* BEGIN Provided passage *

I don't think trying to beat the market (whatever that is) is the only reason to invest in individual equities vs funds, nor is it primarily a testosterone issue (although that is part of it.) In my case, and I think for other retirees on for instance the M* dividend boards, we are looking at retirement income primarily from dividends. I think it is much easier to construct a portfolio of dividend income with individual equities for a 4% SWR than with an index or actively managed funds.

Frankly, I don't really care if my portfolio perform as well as the S&P 500, or total stock market index, or the EAFE. If I get a 4% income from portfolio (for my4% SWR) +4-6% increase/year from increased dividends I am a very happy camper. The problem I see it with index funds is more often than not the market looks like this.

* END Provided passage *
* BEGIN Items *

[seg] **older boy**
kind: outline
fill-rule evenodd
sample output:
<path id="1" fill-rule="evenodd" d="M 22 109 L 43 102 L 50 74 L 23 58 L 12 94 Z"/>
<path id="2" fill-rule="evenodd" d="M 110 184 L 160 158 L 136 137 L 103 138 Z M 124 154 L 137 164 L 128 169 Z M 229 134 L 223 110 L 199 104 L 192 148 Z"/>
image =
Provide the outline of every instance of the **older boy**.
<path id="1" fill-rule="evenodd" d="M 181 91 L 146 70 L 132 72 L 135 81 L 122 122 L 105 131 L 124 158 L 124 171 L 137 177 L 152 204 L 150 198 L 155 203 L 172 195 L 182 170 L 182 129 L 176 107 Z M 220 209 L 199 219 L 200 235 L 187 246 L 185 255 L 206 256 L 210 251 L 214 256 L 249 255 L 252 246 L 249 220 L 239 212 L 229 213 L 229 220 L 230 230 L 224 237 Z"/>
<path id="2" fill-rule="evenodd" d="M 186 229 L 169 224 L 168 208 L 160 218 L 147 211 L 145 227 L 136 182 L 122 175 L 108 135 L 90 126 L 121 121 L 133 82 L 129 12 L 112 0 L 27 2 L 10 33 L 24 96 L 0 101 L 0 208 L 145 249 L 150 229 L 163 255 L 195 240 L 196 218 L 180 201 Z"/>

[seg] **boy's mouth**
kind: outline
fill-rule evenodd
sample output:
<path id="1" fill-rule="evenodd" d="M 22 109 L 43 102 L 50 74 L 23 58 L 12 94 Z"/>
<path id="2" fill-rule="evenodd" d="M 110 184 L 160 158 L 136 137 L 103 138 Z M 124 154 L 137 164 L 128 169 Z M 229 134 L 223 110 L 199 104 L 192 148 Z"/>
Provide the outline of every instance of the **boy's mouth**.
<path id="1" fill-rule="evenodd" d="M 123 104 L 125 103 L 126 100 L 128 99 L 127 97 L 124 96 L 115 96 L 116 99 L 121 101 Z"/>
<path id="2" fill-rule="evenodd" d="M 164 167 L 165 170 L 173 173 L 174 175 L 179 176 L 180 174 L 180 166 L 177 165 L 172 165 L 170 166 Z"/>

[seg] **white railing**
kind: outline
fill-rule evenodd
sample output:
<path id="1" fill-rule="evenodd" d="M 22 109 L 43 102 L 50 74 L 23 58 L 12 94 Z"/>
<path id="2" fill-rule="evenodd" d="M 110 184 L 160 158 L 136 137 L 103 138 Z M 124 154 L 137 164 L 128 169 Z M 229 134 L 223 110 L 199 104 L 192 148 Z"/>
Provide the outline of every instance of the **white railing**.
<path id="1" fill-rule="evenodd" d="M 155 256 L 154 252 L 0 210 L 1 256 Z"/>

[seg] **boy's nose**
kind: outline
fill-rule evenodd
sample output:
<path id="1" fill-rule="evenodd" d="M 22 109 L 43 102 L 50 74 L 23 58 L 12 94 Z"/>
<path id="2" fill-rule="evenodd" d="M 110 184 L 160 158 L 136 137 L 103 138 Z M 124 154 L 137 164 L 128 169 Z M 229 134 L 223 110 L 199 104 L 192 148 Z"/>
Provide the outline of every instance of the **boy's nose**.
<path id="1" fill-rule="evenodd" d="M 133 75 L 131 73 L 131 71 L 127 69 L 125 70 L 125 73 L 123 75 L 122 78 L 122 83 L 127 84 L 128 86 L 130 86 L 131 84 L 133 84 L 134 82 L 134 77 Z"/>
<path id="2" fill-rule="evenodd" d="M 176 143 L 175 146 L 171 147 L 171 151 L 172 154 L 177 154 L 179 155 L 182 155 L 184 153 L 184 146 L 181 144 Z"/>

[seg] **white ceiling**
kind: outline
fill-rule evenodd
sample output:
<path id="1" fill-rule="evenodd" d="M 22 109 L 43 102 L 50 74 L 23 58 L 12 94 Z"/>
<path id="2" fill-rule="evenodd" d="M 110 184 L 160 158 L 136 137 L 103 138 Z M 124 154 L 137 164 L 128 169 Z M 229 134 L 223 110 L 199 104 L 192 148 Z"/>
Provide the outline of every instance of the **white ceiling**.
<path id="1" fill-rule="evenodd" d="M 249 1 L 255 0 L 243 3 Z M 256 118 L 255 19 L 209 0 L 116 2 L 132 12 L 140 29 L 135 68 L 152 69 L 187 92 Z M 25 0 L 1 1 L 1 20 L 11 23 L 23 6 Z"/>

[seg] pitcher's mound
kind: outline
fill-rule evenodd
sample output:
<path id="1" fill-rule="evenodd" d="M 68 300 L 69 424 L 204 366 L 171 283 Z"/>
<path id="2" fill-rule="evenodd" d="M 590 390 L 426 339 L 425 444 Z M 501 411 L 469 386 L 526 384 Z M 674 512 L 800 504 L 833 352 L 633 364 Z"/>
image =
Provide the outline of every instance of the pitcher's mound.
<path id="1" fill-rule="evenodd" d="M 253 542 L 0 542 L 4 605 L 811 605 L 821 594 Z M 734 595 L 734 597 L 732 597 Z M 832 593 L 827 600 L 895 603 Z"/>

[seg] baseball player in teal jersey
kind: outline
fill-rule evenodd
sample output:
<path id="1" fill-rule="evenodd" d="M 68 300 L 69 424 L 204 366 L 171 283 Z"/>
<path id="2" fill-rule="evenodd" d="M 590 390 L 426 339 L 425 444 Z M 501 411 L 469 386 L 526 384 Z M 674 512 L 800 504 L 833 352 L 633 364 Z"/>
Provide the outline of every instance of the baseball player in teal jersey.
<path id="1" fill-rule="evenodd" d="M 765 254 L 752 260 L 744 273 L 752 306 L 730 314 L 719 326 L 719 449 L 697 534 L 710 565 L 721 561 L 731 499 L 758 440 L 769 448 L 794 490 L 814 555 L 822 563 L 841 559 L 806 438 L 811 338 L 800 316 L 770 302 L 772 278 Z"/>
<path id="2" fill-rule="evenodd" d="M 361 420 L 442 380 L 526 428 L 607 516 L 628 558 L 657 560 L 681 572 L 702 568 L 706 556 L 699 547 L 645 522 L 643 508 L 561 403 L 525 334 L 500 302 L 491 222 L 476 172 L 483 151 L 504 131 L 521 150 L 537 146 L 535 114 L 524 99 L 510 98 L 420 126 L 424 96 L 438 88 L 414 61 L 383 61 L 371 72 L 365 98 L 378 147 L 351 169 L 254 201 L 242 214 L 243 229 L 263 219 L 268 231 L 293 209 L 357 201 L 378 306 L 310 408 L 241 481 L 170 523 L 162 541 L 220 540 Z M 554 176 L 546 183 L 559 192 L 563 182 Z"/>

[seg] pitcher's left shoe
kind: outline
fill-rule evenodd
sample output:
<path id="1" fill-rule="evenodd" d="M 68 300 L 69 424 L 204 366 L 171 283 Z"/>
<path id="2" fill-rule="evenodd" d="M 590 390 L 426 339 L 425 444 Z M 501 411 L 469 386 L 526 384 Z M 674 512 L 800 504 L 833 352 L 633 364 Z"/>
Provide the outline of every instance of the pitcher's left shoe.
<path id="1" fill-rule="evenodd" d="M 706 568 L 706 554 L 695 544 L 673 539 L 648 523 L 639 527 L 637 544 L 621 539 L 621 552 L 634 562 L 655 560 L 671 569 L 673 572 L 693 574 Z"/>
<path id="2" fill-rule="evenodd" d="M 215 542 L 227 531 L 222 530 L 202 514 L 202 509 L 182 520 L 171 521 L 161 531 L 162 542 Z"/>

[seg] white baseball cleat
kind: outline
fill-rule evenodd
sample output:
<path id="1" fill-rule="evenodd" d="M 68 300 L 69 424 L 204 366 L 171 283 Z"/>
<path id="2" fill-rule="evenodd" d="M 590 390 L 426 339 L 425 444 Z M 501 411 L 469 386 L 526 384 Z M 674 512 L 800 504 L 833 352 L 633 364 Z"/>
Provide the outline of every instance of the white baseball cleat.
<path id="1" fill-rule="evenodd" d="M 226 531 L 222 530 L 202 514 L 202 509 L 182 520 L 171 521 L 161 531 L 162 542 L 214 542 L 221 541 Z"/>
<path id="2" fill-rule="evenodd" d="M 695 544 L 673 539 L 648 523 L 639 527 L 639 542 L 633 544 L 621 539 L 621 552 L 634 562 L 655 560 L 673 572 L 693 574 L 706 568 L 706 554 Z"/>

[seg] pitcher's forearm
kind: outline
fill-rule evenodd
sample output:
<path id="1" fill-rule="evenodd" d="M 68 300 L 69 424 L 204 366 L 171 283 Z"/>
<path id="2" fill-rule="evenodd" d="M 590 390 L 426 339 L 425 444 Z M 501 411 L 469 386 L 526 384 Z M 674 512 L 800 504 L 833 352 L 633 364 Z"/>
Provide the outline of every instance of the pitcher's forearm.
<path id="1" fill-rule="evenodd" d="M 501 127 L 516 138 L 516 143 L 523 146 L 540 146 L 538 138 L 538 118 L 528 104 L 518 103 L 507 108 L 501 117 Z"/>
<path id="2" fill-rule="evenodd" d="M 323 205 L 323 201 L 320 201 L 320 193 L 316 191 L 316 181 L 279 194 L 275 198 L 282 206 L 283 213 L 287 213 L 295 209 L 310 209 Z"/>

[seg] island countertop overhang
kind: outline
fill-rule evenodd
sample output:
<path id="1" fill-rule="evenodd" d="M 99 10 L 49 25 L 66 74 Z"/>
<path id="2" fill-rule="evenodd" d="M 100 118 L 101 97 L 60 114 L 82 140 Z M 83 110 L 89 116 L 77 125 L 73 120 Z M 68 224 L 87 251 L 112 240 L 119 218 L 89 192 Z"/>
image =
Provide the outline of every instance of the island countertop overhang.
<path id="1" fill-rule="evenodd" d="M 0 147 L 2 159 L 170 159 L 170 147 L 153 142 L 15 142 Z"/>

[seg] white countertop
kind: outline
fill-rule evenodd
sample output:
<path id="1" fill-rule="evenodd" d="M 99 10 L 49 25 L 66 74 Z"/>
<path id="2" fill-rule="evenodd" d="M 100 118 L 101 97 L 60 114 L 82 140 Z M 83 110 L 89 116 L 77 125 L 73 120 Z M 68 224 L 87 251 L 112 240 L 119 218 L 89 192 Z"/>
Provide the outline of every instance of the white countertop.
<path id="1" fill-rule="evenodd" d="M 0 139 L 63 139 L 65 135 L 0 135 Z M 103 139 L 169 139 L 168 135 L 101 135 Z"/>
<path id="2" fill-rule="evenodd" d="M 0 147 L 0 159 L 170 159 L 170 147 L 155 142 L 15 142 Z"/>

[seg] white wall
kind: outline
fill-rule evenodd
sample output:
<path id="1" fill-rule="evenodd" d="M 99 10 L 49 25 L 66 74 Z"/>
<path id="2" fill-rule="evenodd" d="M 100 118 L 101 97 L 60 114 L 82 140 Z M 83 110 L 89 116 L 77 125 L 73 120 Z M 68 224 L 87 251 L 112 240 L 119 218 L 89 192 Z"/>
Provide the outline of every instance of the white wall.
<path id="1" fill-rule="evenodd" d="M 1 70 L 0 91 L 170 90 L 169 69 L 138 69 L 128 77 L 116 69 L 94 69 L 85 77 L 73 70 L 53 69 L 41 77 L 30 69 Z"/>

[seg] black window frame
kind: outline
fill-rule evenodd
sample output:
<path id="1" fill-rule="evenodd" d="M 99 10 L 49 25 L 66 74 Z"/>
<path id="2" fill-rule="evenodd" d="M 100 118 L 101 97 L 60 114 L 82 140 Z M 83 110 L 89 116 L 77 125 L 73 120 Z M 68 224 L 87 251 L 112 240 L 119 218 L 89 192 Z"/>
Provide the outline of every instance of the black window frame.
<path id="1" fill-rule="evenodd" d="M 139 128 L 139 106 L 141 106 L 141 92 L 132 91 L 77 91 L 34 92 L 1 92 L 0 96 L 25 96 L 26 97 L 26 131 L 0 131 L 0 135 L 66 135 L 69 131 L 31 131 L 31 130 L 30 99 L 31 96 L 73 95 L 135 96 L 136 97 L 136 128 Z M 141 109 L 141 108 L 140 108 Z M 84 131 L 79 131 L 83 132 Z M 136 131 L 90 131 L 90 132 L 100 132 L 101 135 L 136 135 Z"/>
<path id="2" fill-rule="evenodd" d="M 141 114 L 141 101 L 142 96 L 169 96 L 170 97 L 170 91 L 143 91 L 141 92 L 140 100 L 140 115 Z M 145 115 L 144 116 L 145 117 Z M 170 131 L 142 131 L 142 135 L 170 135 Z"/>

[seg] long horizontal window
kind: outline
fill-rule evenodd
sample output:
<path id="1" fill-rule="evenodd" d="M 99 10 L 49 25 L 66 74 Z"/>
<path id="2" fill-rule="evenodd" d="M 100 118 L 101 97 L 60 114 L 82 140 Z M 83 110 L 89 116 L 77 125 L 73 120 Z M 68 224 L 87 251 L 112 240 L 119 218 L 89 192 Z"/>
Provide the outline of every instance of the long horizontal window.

* END Items *

* **Exercise 1**
Answer these questions from the dividend-investing post:
(a) What safe withdrawal rate does the writer plan around?
(b) Which message boards are named as a place where other retirees share this approach?
(c) What yearly rise from increased dividends would leave the writer satisfied?
* **Exercise 2**
Does each statement agree with the dividend-investing post? Answer yes or no, and quote the words that decide it.
(a) The writer holds that beating the market is the only reason to choose individual equities over funds.
(b) The writer cares a great deal about matching the S&P 500.
(c) The writer finds it easier to build dividend income from individual equities than from funds.
* **Exercise 3**
Extend the dividend-investing post past its final sentence, keeping the writer's informal first-person voice.

* **Written answer 1**
(a) A 4% safe withdrawal rate (SWR).
(b) The M* dividend boards.
(c) A 4-6% increase per year.

* **Written answer 2**
(a) No: "I don't think trying to beat the market (whatever that is) is the only reason to invest in individual equities vs funds"
(b) No: "Frankly, I don't really care if my portfolio perform as well as the S&P 500"
(c) Yes: "I think it is much easier to construct a portfolio of dividend income with individual equities for a 4% SWR than with an index or actively managed funds."

* **Written answer 3**
Year 1 +15% year 2 +25% Year 3 -15%, plus a dividend yield of about 1.6%. Now over a 3 year average the total returns is +25%/3 +1.6% dividend or almost 10%. However as we all know sometimes year 3 gets repeated for a a few years, which can cause some restless nights for an early retiree.

Personally, I much more comfortable seeing a portfolio have this type of return Year 1 +10% Year 2+10 Year 3 -5% and a 4% dividend income even though the average total return is less 9% vs 10%.

The problem I have with a pure index fund/ETF approach is I don't see a way of getting 4% income amount without having too heavy of a bond allocation, which sacrifices future income growth. For instance with a $1 mil portfolio with a 80/20 stock/bond mix. Your income would look like this
Cash/bonds 200,000 @5% = 10,000
Total Stock Market 800,000@1.6% =12,800
Income = $22,800
This leaves a short fall of $17K that needs be met by selling stocks/dipping into cash reserve. Now I maybe making to big a deal about having to sell some stock to pay for expenses but it does make me feel a bit uncomfortable.

A couple of alternate approach are to get a balanced fund like Vanguard Wellington but the yield on this is only 3% (although total returns have been perfectly acceptable and volatility is low).

Even substituting the total market index for a high yield dividend ETF like Vanguards High Yield Dividend Index or Wisdom Tree Dividend Index only increases the yield to 2.8-2.9% leaving one $7,000-$8,000 short of your income goal.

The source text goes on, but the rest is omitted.